**About this task:** Each record is to be printed again precisely as it reads.

**Exercise input:**
═══

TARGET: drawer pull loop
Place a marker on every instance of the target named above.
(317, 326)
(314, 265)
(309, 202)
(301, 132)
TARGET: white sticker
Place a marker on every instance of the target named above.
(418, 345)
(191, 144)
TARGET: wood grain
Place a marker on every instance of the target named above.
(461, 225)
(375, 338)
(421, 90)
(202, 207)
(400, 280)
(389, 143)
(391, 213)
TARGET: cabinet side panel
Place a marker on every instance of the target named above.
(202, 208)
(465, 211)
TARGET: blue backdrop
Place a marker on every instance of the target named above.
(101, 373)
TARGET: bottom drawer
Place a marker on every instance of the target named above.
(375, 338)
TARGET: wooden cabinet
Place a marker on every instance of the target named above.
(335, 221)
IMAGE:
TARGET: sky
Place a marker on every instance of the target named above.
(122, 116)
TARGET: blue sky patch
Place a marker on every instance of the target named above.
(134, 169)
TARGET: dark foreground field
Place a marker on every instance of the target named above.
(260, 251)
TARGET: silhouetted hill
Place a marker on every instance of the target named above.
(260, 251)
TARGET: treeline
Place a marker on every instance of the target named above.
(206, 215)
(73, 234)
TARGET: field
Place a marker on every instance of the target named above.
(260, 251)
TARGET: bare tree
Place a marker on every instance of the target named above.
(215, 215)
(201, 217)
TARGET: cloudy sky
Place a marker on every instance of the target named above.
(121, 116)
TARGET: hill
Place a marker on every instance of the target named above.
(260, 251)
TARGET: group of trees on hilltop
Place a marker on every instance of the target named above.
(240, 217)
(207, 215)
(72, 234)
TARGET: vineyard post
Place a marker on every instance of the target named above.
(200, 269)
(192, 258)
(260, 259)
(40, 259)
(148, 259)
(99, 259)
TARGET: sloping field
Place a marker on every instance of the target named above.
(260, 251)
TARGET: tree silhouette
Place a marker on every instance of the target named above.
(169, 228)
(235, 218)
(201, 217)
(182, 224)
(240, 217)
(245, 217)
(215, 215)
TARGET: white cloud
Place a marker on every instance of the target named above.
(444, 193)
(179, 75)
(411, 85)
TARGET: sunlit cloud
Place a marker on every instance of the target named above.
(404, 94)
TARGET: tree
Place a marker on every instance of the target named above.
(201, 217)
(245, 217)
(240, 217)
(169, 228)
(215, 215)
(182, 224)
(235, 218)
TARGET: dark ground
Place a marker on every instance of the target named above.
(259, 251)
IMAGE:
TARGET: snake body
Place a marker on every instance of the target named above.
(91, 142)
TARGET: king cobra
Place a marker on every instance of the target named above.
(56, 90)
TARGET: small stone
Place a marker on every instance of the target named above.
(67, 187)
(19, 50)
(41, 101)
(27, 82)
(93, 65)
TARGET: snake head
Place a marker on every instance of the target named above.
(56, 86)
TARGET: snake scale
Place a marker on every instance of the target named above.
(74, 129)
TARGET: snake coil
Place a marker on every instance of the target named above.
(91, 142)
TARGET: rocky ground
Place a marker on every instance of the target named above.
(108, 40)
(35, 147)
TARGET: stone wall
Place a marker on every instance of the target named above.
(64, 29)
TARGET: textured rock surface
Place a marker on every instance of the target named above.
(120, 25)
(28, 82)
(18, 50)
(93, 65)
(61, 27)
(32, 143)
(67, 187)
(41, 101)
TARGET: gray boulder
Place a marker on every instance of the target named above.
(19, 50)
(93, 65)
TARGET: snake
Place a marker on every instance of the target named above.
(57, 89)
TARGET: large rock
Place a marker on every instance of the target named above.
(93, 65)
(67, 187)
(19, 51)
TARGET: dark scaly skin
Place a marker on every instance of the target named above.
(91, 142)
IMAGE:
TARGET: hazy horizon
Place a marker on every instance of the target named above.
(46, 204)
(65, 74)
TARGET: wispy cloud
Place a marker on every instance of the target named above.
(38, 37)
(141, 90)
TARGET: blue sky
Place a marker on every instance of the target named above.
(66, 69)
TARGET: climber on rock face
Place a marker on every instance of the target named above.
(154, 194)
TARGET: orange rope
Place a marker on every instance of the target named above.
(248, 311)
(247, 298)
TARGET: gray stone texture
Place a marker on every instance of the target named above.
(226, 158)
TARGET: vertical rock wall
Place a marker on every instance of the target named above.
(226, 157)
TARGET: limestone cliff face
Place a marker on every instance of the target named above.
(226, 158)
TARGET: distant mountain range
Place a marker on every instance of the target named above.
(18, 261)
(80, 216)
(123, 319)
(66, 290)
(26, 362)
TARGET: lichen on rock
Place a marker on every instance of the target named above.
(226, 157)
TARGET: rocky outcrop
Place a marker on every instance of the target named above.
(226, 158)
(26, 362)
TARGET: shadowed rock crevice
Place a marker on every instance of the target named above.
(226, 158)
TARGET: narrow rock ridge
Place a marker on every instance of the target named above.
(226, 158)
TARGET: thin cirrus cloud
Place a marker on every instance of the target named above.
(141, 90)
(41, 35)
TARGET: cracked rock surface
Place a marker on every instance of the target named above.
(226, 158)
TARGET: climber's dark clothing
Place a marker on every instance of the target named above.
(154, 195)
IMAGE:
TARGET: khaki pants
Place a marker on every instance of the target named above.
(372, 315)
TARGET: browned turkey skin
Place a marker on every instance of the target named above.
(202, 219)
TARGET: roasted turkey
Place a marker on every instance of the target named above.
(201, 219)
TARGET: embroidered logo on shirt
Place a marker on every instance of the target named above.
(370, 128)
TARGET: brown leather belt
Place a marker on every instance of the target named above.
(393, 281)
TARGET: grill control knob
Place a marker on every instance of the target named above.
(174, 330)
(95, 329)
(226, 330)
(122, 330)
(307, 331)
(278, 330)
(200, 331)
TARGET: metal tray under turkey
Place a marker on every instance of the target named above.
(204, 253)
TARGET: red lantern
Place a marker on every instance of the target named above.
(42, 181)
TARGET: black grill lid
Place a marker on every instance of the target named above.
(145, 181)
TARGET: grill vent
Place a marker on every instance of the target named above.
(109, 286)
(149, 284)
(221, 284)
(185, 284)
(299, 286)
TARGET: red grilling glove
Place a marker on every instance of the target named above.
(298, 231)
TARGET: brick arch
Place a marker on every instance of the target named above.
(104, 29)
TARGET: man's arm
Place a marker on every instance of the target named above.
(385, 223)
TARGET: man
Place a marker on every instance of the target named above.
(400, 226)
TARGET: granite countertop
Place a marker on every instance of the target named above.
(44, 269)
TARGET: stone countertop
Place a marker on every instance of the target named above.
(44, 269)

═══

**Result:**
TARGET: drawer pull loop
Place a marker on every instance of the target named above.
(317, 326)
(314, 265)
(309, 202)
(301, 132)
TARGET: white sticker
Place a marker on every instance of the target named above.
(418, 345)
(191, 144)
TARGET: wood grain
Place a marker on every instance of the target named above.
(461, 225)
(375, 338)
(421, 90)
(202, 207)
(400, 280)
(389, 143)
(391, 213)
TARGET: cabinet side panel
Place a marker on every instance of the target named above.
(202, 208)
(465, 211)
TARGET: blue backdrop
Place a marker on every instance of the target named above.
(101, 373)
TARGET: bottom drawer
Place a marker on every instance of the target named above.
(375, 338)
TARGET: wooden cabinet
Place a marker on every instance of the target named above.
(335, 221)
IMAGE:
TARGET: sky
Place a marker on every instance of the target named above.
(122, 116)
TARGET: blue sky patch
Place a marker on every instance of the target named above.
(134, 169)
TARGET: dark foreground field
Place a marker on every instance of the target named above.
(260, 251)
TARGET: silhouetted hill
Place a marker on every instance of the target named above.
(260, 251)
TARGET: treeline
Place a marker on every instance of the target named above.
(206, 215)
(73, 234)
TARGET: field
Place a marker on every instance of the target named above.
(260, 251)
TARGET: bare tree
Place a marker on every instance of the target named above.
(215, 215)
(201, 217)
TARGET: cloudy sky
Place a marker on every instance of the target named above.
(121, 116)
TARGET: hill
Place a marker on every instance of the target named above.
(260, 251)
TARGET: group of trees on hilltop
Place a marker on every instance of the target named above.
(240, 217)
(207, 215)
(72, 234)
TARGET: vineyard post
Place a marker on every instance of the target named above.
(200, 269)
(192, 258)
(260, 259)
(40, 259)
(148, 259)
(99, 259)
TARGET: sloping field
Place a marker on every instance of the target named above.
(260, 251)
TARGET: tree silhouette
Place a marker on every instance of the target named above.
(169, 228)
(235, 218)
(201, 217)
(182, 224)
(240, 217)
(245, 217)
(215, 215)
TARGET: white cloud
Place a marker on every instance of the target named above.
(444, 193)
(179, 75)
(411, 85)
TARGET: sunlit cloud
Place a marker on every instance of the target named above.
(404, 94)
TARGET: tree
Place a marker on every instance of the target named above.
(201, 217)
(245, 217)
(240, 217)
(169, 228)
(215, 215)
(182, 224)
(235, 218)
TARGET: dark ground
Place a marker on every instance of the target named above.
(259, 251)
IMAGE:
TARGET: snake body
Place a marker on every instance of the target named above.
(91, 142)
TARGET: king cobra
Place a marker on every instance of the target named above.
(56, 90)
TARGET: small stone
Place a marker on every instance of the target named above.
(67, 187)
(19, 50)
(41, 101)
(27, 82)
(93, 65)
TARGET: snake head
Place a marker on every instance of the target named above.
(56, 86)
TARGET: snake scale
Place a marker on every instance of the target named above.
(74, 129)
TARGET: snake coil
Place a marker on every instance of the target named above.
(91, 142)
TARGET: rocky ground
Place a marker on every instance of the target named above.
(108, 40)
(35, 147)
TARGET: stone wall
Place a marker on every instance of the target named above.
(64, 29)
TARGET: textured rock surface
Place a marker on every instance of the target named above.
(120, 25)
(28, 82)
(18, 50)
(93, 65)
(61, 27)
(32, 143)
(67, 187)
(41, 101)
TARGET: gray boulder
Place a marker on every instance of the target named above.
(19, 50)
(93, 65)
TARGET: snake
Place a marker on every instance of the target named above.
(57, 89)
TARGET: large rock
Place a marker on every instance of the target named above.
(93, 65)
(67, 187)
(19, 51)
TARGET: dark scaly skin
Place a marker on every instance of the target named above.
(91, 142)
IMAGE:
TARGET: hazy horizon
Place a marker on every instance of the target named above.
(46, 204)
(65, 74)
TARGET: wispy cloud
Place a marker on every instance of the target named above.
(38, 37)
(141, 90)
TARGET: blue sky
Place a marker on every instance of the target named above.
(66, 69)
TARGET: climber on rock face
Place a marker on every instance of the target named above.
(154, 194)
TARGET: orange rope
Place a marker on every instance of the target named above.
(248, 311)
(247, 298)
TARGET: gray stone texture
Place a marker on every instance of the target named above.
(226, 158)
TARGET: vertical rock wall
Place a marker on every instance of the target named above.
(226, 157)
TARGET: limestone cliff face
Place a marker on every instance of the target named above.
(226, 158)
TARGET: distant mountain range
Place a marker on every instance of the target named above.
(18, 261)
(80, 216)
(123, 319)
(66, 290)
(26, 362)
TARGET: lichen on rock
Place a marker on every instance of the target named above.
(226, 157)
TARGET: rocky outcrop
Place a marker on every instance of the target named above.
(226, 158)
(26, 362)
TARGET: shadowed rock crevice
Place a marker on every instance of the target named above.
(226, 158)
TARGET: narrow rock ridge
Place a marker on every instance of the target named above.
(226, 158)
TARGET: thin cirrus cloud
Place a marker on every instance of the target named above.
(141, 90)
(41, 35)
TARGET: cracked rock surface
Place a marker on every instance of the target named above.
(226, 158)
TARGET: climber's dark clothing
Place a marker on every instance of the target named above.
(154, 195)
IMAGE:
TARGET: khaki pants
Place a marker on every instance of the target named above.
(372, 315)
TARGET: browned turkey skin
Place a marker on every instance of the target named above.
(202, 219)
TARGET: roasted turkey
Place a marker on every instance of the target named above.
(201, 219)
TARGET: embroidered logo on shirt
Place a marker on every instance of the target named above.
(370, 128)
TARGET: brown leather belt
Place a marker on every instance of the target named above.
(393, 281)
TARGET: grill control knob
Place a marker on every instance of the target named above.
(174, 330)
(95, 329)
(226, 330)
(122, 330)
(307, 331)
(278, 330)
(200, 331)
TARGET: metal tray under turkey
Place a marker on every instance of the target named above.
(204, 253)
TARGET: red lantern
Place a marker on every instance of the target named above.
(42, 181)
TARGET: black grill lid
Place a marker on every instance of the target named above.
(145, 181)
TARGET: grill vent
Place a marker on every instance of the target named above.
(109, 286)
(149, 284)
(221, 284)
(185, 284)
(299, 286)
TARGET: red grilling glove
Place a marker on every instance of the target named above.
(298, 231)
TARGET: brick arch
Place a marker on every instance of the target named above.
(104, 29)
TARGET: man's arm
Place a marker on every instance of the target named above.
(385, 223)
TARGET: man
Place a marker on every instance of the target named above.
(400, 226)
TARGET: granite countertop
Place a marker on every instance of the target named above.
(44, 269)
TARGET: stone countertop
Place a marker on every instance of the target named above.
(44, 269)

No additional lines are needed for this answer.